▼▼▼

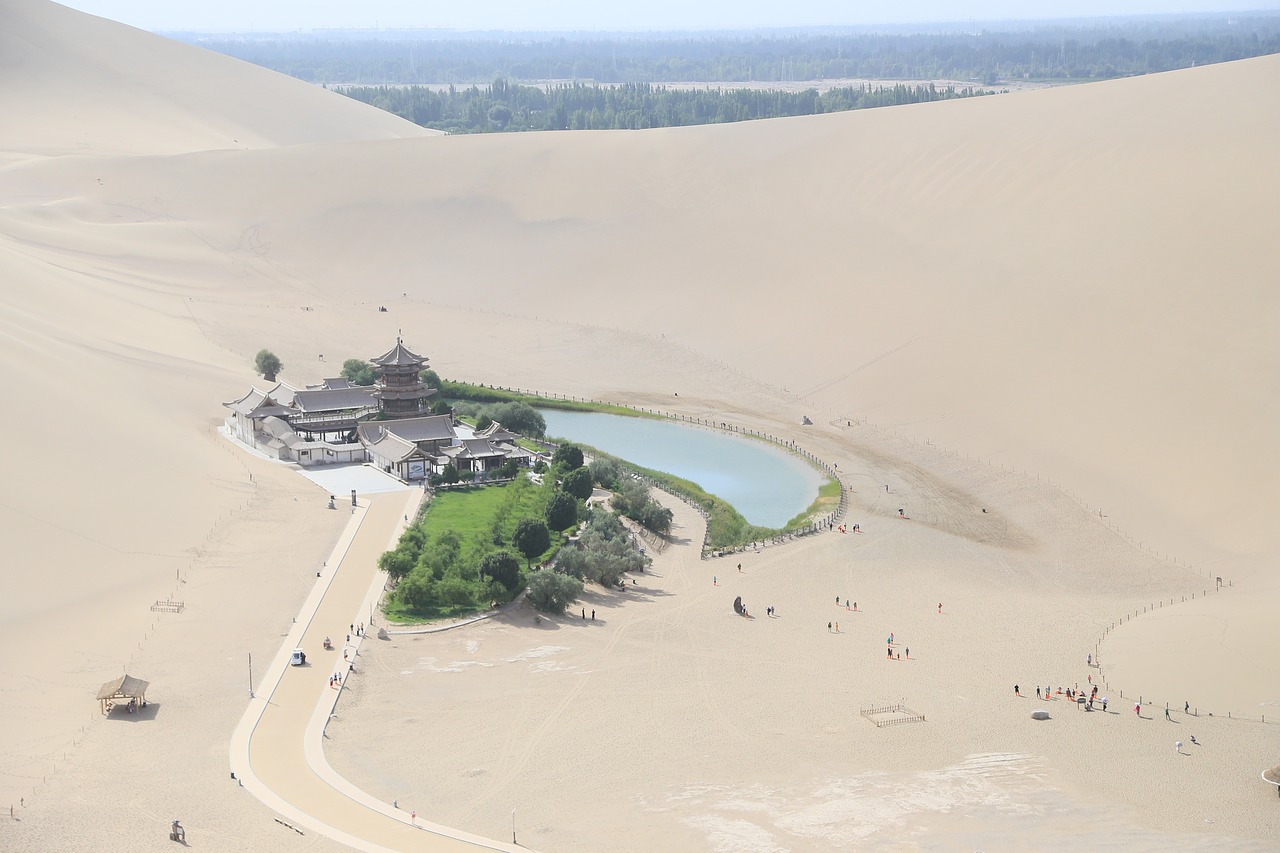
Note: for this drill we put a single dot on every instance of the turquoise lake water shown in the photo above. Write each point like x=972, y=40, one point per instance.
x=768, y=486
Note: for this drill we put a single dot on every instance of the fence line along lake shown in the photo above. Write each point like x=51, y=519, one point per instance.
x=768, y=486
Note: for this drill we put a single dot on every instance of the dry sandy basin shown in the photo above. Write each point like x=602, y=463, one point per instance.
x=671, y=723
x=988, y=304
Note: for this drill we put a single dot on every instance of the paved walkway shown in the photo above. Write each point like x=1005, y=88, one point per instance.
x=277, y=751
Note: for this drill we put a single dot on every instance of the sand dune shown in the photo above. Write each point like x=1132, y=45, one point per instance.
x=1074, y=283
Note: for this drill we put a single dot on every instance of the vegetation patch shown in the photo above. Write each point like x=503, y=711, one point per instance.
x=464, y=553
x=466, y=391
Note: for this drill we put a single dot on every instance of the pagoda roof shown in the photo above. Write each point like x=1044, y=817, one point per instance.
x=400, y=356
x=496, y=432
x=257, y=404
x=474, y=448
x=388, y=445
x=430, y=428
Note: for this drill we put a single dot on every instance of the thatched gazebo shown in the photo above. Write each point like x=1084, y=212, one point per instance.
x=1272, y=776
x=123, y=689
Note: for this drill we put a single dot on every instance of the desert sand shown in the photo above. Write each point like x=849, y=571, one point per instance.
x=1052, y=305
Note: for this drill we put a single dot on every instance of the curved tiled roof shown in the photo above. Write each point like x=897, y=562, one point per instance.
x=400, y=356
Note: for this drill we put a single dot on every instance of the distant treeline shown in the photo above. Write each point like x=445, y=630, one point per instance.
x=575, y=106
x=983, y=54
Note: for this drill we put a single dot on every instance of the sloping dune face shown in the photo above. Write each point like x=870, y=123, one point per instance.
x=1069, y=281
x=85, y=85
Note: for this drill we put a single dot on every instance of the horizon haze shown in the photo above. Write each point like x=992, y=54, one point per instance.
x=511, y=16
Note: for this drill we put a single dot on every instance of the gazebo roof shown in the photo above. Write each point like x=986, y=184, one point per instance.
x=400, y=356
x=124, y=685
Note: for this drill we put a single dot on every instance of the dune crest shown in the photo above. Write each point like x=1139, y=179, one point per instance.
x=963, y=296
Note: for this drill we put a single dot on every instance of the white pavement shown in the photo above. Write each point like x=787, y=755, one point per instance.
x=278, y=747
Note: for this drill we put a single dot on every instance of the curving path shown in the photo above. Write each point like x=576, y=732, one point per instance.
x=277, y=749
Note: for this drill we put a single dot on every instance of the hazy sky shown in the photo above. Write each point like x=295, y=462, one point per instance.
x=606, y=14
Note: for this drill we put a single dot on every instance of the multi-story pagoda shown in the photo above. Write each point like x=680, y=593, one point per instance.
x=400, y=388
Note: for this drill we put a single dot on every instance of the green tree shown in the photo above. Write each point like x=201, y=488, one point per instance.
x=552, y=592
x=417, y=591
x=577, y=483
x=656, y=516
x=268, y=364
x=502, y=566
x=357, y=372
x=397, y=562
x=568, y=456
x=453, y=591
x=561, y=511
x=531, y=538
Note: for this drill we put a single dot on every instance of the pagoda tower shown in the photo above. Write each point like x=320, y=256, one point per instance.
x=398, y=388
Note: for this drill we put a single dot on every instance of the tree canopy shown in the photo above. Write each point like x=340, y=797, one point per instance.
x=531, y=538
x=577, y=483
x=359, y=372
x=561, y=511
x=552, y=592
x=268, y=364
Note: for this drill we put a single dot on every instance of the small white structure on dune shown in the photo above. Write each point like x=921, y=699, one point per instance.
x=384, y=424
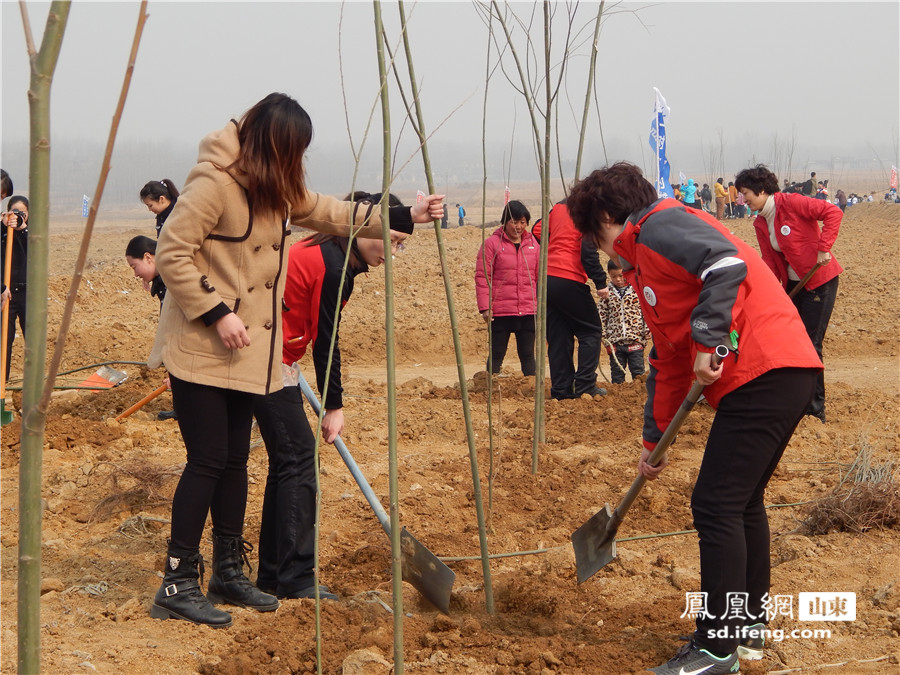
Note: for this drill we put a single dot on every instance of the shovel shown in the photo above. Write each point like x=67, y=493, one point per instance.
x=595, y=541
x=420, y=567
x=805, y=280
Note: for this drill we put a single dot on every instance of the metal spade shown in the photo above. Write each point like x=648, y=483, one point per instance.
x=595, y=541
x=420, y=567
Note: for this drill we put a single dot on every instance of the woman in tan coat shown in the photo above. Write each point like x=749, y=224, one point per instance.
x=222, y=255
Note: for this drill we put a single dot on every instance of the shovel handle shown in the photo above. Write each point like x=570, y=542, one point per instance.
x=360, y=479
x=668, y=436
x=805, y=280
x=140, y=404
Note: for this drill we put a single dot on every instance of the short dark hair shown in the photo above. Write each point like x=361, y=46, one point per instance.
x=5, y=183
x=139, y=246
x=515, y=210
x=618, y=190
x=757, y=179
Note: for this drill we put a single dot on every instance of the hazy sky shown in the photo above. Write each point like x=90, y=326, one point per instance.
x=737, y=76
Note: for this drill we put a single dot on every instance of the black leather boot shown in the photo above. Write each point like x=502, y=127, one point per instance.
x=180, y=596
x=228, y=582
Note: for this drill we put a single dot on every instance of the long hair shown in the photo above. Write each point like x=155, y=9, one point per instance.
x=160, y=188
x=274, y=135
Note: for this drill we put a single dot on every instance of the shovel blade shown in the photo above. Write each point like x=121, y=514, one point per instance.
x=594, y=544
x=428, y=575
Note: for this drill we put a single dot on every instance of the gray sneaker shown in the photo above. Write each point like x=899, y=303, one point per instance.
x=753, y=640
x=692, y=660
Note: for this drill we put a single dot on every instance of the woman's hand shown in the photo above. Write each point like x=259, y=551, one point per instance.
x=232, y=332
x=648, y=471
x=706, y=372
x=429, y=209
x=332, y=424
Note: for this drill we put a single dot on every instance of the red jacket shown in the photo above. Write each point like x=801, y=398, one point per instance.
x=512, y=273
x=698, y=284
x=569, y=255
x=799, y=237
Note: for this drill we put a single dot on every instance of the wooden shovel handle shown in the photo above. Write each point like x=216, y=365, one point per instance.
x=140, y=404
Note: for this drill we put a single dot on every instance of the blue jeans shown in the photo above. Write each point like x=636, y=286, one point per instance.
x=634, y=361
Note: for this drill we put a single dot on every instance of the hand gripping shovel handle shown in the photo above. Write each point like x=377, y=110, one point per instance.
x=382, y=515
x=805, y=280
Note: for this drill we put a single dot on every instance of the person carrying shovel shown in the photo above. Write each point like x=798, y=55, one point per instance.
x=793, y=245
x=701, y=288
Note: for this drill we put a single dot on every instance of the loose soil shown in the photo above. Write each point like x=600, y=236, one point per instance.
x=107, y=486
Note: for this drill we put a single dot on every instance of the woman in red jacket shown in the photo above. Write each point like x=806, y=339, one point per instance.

▲▲▲

# TRY IT
Restate the entries above word for word, minus the pictures.

# WRITTEN SOLUTION
Note: for this drill we put a single dot on every instance of the turquoise lake water shown in the photo above. Write each point like x=972, y=40, one point per instance.
x=768, y=486
Note: for this drill we put a single dot on every instance of the fence line along lake shown in the photo above. Write each point like x=51, y=519, one point per instance.
x=768, y=486
Note: for this drill we put a single dot on every instance of the dry sandy basin shown in the photo above. Write each point like x=602, y=463, one point per instance.
x=671, y=723
x=988, y=304
Note: for this drill we put a single dot on every instance of the paved walkway shown in the photo above. Write each point like x=1005, y=88, one point per instance.
x=277, y=751
Note: for this drill we put a single dot on every instance of the sand dune shown in the photo above. Write each point like x=1132, y=45, one point per instance.
x=1074, y=283
Note: for this drill we put a single dot on every instance of the vegetation patch shown in the photo above. Write each point like x=503, y=711, one point per instance.
x=464, y=553
x=466, y=391
Note: for this drill we put a single dot on every instance of the pagoda roof shown in the photo above. Write each point like x=1044, y=817, one point per instance.
x=400, y=356
x=496, y=432
x=257, y=404
x=474, y=448
x=388, y=445
x=430, y=428
Note: for this drill we put a single dot on every instance of the thatched gazebo shown in the photo above. Write each point like x=1084, y=212, one point per instance.
x=1272, y=776
x=123, y=689
Note: for this drill we put a single dot on every instance of the desert sand shown in the photo above. Write each point like x=849, y=571, one point per instance.
x=1052, y=305
Note: for this drill we put a single dot on every instance of the curved tiled roof shown in the photo above. Write each point like x=897, y=562, one point per instance.
x=400, y=356
Note: for this drill we put a single dot on every instance of the distant treeline shown in the photo above. Write each point like x=445, y=630, one point per instance.
x=575, y=106
x=983, y=54
Note: for this drill we put a single dot on every instance of the sloping dune face shown in the photo above. Write each point like x=870, y=123, one point per instance.
x=1069, y=281
x=85, y=85
Note: for this drill we put a single dot on every instance of the horizon haze shown in the photo above. Write each point like x=992, y=54, one point per instance.
x=511, y=16
Note: for this drill we put a single dot on every instance of the gazebo roof shown in the photo above. Write each point like x=986, y=184, one point per instance.
x=400, y=356
x=124, y=685
Note: for this drill we put a single dot on every instance of the dune crest shown in the photo above. Write each point like x=1139, y=179, one point per instance.
x=963, y=296
Note: for this drill we put a single dot on every instance of the white pavement shown in the photo above. Write each point like x=787, y=755, one point per instance.
x=278, y=747
Note: for this drill we put a single dot on every instance of the curving path shown in the photo above. Write each point like x=576, y=732, one point per instance.
x=277, y=749
Note: for this drill we put a single dot on every instance of the hazy sky shown in the photo above. Write each point like x=295, y=462, one point per instance.
x=606, y=14
Note: for this drill we put a single dot on every instance of the multi-story pagoda shown in the photo above. Write each point like x=680, y=593, one point per instance.
x=400, y=388
Note: for this drill we put a single dot on every instance of the green tree shown in the photo above. Write each point like x=201, y=488, one point per instance.
x=552, y=592
x=417, y=591
x=577, y=483
x=656, y=516
x=268, y=364
x=502, y=566
x=357, y=372
x=397, y=562
x=568, y=456
x=453, y=591
x=561, y=511
x=531, y=538
Note: for this drill we put a single dot on every instance of the pagoda tower shown in the photo above. Write each point like x=320, y=256, one point per instance.
x=398, y=388
Note: for this drill we put a single dot on every instance of the tree canopy shown in the photo above. Write each point like x=340, y=797, one point per instance.
x=531, y=538
x=577, y=483
x=359, y=372
x=561, y=511
x=552, y=592
x=268, y=364
Note: for this drill we put a single dot on every instance of the small white structure on dune shown in the photo above. Write each point like x=921, y=699, one point per instance.
x=384, y=424
Note: for this drill we put a single dot on every instance of the shovel shown in the photo above. Write each point like x=67, y=493, one point per instance.
x=595, y=541
x=420, y=567
x=805, y=280
Note: for this drill we put a single dot on every instance of the metal spade shown in the photo above. Write each point like x=648, y=483, one point per instance.
x=595, y=541
x=420, y=567
Note: for this drill we put a single dot on every instance of the woman in tan coat shown in the photo above. Write each point like x=749, y=224, one point per instance.
x=222, y=255
Note: for this drill we put a single dot on every instance of the shovel handle shown in the photo above. Write each point like x=570, y=542, one point per instance.
x=360, y=479
x=668, y=436
x=805, y=280
x=140, y=404
Note: for this drill we put a single dot on every instance of the short dark hair shown in the photo above. Write each point like x=361, y=46, one point per instance.
x=5, y=183
x=139, y=246
x=515, y=210
x=618, y=190
x=757, y=179
Note: for this drill we put a single dot on every instance of the hazy sky shown in the photo above. Write each point like x=90, y=326, one point per instance.
x=737, y=76
Note: for this drill we put a single dot on every instance of the black leather boot shown in the photo above. Write each point like x=502, y=127, one point per instance.
x=180, y=596
x=228, y=582
Note: for this drill we put a single dot on every instance of the long hair shown in the photo above. Write each point like x=155, y=9, one point per instance.
x=160, y=188
x=274, y=135
Note: for this drill we put a single dot on every instance of the shovel blade shown in the photo above. Write each point like x=121, y=514, one point per instance.
x=594, y=544
x=428, y=575
Note: for this drill we put a single dot on every instance of the gray sneaker shown in the photo above. Write each point like x=899, y=303, one point per instance.
x=753, y=640
x=692, y=660
Note: for this drill we put a single dot on every instance of the woman's hand shown in the photo above. Write each point like x=259, y=551, one point per instance.
x=232, y=332
x=648, y=471
x=706, y=372
x=429, y=209
x=332, y=424
Note: for this drill we put a single dot on every instance of the red jacket shown in the photo above. Write each point like x=801, y=398, one point per instance.
x=512, y=273
x=698, y=284
x=569, y=255
x=799, y=237
Note: for this drill we put a single dot on every instance of the wooden shovel handle shown in the photo above. Write each point like x=216, y=365, one point per instance.
x=140, y=404
Note: for this drill we put a single dot on every instance of the blue jeans shown in the photo above. Write each point like x=636, y=286, one point per instance.
x=634, y=361
Note: for this drill we put a single dot on every instance of the hand gripping shovel handle shown in the photo above. Write each point like x=377, y=110, one point per instance.
x=382, y=515
x=805, y=280
Note: for this drill we put a single dot on every instance of the person carrying shovel shown in the photo above. Write each point like x=798, y=55, one point per instance.
x=793, y=245
x=701, y=288
Note: for this drill we put a single dot on every instance of the loose soil shown in the photo above. Write each point like x=600, y=236, one point per instance.
x=107, y=486
Note: for this drill we put a single dot on every instance of the woman in red jacket shown in the photo above. Write each point like x=806, y=339, one point per instance.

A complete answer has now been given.